— Belge Metni —
::::
Günay Karaca’nın Mihrac Ural tarafından öldürtülmek istendiğini bir kaç defa yazdık. Doğru yazdık. Tanıklar var. Günay Karaca’yı öldürmesi için görevlendirilen kişinin itirafları var.. Günay Karaca’nın kendisinin, bizzat en yakınına, Mihrac Ural tarafından öldürtülmek istendiğini söylediği de biliniyor. Neden öldürtülmek istendiği tam olarak bilinmiyor ama. Bilenler var, konuşmuyorlar. El yordamıyla nedenlerini öğrenmeye çalışıyoruz.

Sadece bizimle ilgili değil elbette, Örneğin Dev-Sol, MLSPB, PKK ve diğerleri, kısaca sol’un geneli açısından da durum hemen hemen aynı değil mi?

Örnek olsun, MLSPB’ni ele alınız. Hüseyin Şakül olayını soruşturabilirler mi? Fehmi Gökçek olayını izah edebilirler mi?

Böyle bir sol ya da solculuk anlayışının ‘’Darbecilerden hesap sorulsun, faili meçhul cinayetler aydınlatılsın’’ demeye hakkı olabilir mi?

Adama demezler mi peki, Önce sen kendi içindeki faili belli cinayetlerini anlat bakalım demezler mi? Bu  ve benzeri soruya muhatap olan ve susan bir ‘’sol’’un samimiyeti sorgulanmaz mı? Devrimciliği ciddiye alınır mı?
::::
— Yönergeler —
A - Belge metninde adı geçen bütün kişileri listeleyin.
B - Kayıtlarda "branch" kelimesini içeren satırları sayın ve yalnızca sayıyı yazın.
Metin ile kayıtlar birbirinden farklı kaynaklardan alınmıştır.
::::
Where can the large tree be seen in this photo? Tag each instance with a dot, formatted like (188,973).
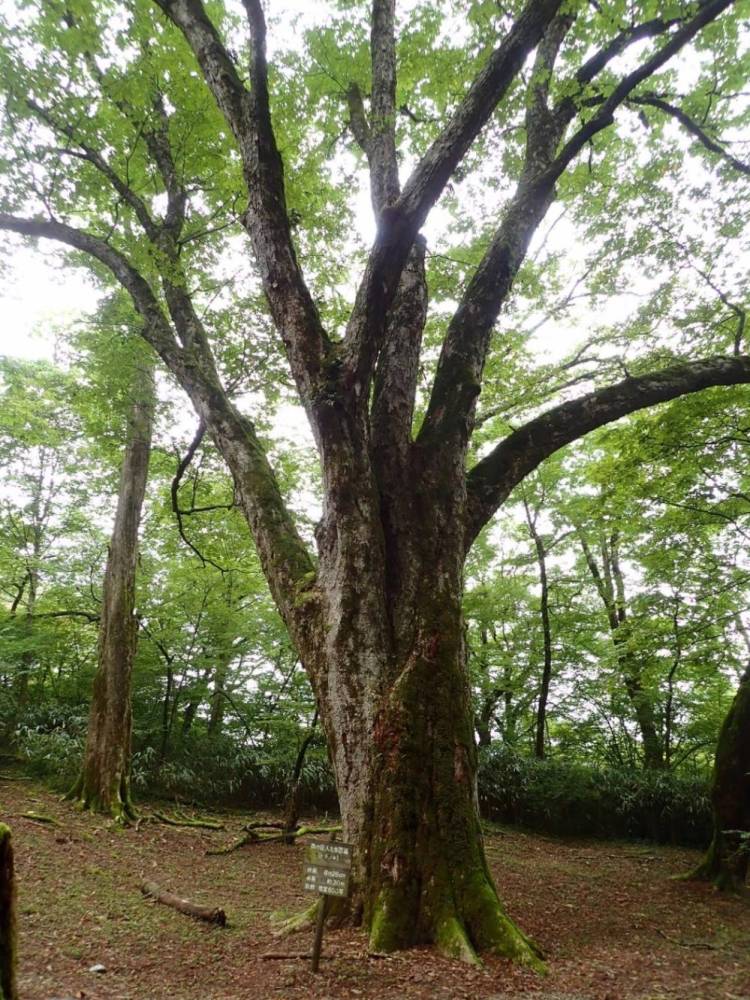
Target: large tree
(111,102)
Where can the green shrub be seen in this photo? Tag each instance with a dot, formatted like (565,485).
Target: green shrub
(573,799)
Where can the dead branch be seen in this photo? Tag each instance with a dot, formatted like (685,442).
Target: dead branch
(212,915)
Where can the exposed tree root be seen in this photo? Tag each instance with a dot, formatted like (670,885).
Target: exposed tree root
(212,915)
(182,820)
(40,818)
(118,805)
(252,836)
(477,924)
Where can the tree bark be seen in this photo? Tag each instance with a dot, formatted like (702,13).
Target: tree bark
(541,558)
(8,990)
(104,782)
(728,856)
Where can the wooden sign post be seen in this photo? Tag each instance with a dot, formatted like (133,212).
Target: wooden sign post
(327,870)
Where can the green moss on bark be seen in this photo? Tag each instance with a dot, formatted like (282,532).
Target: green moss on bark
(8,936)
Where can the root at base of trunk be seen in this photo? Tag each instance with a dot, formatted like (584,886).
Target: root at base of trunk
(727,870)
(119,804)
(479,925)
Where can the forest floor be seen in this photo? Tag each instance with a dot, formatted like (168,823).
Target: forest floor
(612,923)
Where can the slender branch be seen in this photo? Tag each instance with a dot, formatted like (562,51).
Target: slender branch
(493,478)
(266,220)
(458,378)
(604,117)
(182,467)
(92,156)
(693,128)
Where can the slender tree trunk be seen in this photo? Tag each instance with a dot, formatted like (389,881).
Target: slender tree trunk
(294,794)
(728,856)
(104,782)
(8,989)
(610,585)
(541,558)
(216,716)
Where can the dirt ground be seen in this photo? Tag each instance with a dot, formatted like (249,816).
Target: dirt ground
(611,922)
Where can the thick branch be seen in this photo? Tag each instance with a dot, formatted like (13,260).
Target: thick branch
(493,478)
(604,117)
(267,222)
(400,223)
(381,147)
(284,556)
(458,378)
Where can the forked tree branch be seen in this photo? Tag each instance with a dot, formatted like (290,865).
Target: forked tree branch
(284,556)
(492,479)
(693,128)
(458,378)
(266,221)
(400,223)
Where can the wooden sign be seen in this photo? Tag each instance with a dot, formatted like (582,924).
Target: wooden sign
(326,872)
(327,869)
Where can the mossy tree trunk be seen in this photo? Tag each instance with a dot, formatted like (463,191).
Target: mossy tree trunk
(8,957)
(728,856)
(104,782)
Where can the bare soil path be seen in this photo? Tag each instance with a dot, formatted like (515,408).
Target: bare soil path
(613,925)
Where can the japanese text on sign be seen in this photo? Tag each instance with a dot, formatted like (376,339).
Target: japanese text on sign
(327,869)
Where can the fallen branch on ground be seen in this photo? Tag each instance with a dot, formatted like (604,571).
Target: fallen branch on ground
(690,944)
(287,954)
(212,915)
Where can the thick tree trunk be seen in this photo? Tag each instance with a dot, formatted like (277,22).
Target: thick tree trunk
(104,782)
(401,738)
(8,989)
(727,859)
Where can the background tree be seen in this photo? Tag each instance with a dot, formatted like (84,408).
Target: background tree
(104,782)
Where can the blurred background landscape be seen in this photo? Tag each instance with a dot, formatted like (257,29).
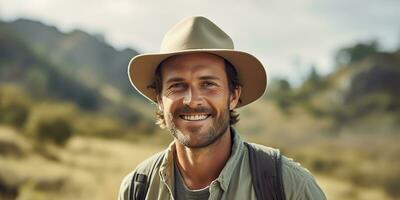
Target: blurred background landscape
(71,126)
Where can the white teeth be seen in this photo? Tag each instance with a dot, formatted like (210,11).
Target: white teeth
(194,117)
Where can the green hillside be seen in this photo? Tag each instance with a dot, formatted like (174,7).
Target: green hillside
(78,53)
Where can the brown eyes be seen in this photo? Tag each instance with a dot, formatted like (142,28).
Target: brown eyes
(204,84)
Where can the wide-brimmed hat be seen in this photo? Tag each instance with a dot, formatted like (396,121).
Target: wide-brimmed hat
(199,34)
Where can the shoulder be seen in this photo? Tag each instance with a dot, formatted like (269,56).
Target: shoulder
(298,182)
(143,168)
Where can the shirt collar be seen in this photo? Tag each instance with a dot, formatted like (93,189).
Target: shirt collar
(236,152)
(167,165)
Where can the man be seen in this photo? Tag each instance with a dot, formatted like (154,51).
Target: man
(197,80)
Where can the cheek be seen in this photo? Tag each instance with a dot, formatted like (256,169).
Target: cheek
(169,105)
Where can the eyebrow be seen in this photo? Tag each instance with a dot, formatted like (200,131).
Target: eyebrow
(179,79)
(175,79)
(209,78)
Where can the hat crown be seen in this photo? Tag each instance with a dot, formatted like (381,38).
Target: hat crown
(195,33)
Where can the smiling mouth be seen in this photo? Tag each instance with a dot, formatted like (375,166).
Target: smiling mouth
(198,117)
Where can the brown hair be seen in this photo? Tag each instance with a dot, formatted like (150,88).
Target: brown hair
(233,83)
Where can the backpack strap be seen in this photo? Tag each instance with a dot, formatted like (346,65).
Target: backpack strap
(266,173)
(140,181)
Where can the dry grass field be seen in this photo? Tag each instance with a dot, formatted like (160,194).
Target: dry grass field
(92,168)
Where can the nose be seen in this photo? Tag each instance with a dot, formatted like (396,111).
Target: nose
(192,98)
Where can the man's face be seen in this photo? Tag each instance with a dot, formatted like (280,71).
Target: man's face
(195,98)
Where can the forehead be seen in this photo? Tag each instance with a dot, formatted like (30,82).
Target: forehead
(195,63)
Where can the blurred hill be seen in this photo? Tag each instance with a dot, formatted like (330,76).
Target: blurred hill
(363,87)
(78,53)
(75,67)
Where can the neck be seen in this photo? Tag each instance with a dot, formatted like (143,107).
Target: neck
(200,166)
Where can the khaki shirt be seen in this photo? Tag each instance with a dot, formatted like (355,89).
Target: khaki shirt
(234,181)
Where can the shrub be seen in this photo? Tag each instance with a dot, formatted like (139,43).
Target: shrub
(14,106)
(51,123)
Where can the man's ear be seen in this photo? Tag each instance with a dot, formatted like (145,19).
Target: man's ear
(234,98)
(160,104)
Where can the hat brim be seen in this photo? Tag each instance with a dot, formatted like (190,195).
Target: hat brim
(251,73)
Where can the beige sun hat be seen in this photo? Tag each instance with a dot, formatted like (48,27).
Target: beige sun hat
(199,34)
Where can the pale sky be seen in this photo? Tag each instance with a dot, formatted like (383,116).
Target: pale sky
(287,36)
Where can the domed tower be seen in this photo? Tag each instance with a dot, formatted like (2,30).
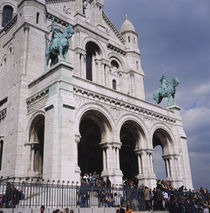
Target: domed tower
(133,59)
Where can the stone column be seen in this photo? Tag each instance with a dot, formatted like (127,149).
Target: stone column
(111,162)
(32,158)
(104,160)
(83,66)
(60,151)
(139,163)
(78,64)
(96,73)
(77,140)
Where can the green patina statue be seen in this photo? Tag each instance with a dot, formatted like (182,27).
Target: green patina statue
(58,45)
(167,89)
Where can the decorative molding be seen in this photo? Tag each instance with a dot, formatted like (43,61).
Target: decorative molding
(37,101)
(116,49)
(3,114)
(57,1)
(3,101)
(116,32)
(37,96)
(57,20)
(49,108)
(123,105)
(9,25)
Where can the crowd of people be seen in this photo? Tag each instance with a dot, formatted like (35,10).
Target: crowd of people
(95,190)
(134,197)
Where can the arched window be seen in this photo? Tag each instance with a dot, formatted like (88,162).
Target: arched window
(37,18)
(1,152)
(92,51)
(7,15)
(114,64)
(36,138)
(114,84)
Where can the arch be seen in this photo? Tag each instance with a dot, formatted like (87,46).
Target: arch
(36,142)
(93,53)
(1,152)
(7,14)
(90,39)
(95,130)
(170,144)
(162,136)
(133,138)
(32,117)
(92,106)
(130,117)
(118,58)
(114,84)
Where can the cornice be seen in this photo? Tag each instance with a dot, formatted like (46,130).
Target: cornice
(37,96)
(122,104)
(3,114)
(116,32)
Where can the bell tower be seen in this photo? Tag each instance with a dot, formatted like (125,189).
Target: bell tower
(133,59)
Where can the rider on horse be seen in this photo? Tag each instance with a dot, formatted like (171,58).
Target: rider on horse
(55,36)
(164,83)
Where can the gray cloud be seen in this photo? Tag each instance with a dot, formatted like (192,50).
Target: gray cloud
(174,38)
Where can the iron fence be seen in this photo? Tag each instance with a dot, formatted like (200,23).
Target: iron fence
(33,193)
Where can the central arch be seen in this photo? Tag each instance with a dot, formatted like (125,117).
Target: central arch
(94,129)
(162,143)
(36,140)
(130,136)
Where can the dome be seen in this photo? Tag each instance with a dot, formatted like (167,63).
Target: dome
(127,26)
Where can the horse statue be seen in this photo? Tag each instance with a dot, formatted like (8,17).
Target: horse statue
(167,89)
(58,45)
::::
— Çözümler —
A - Günay Karaca, Mihrac Ural, Hüseyin Şakül, Fehmi Gökçek

B - 10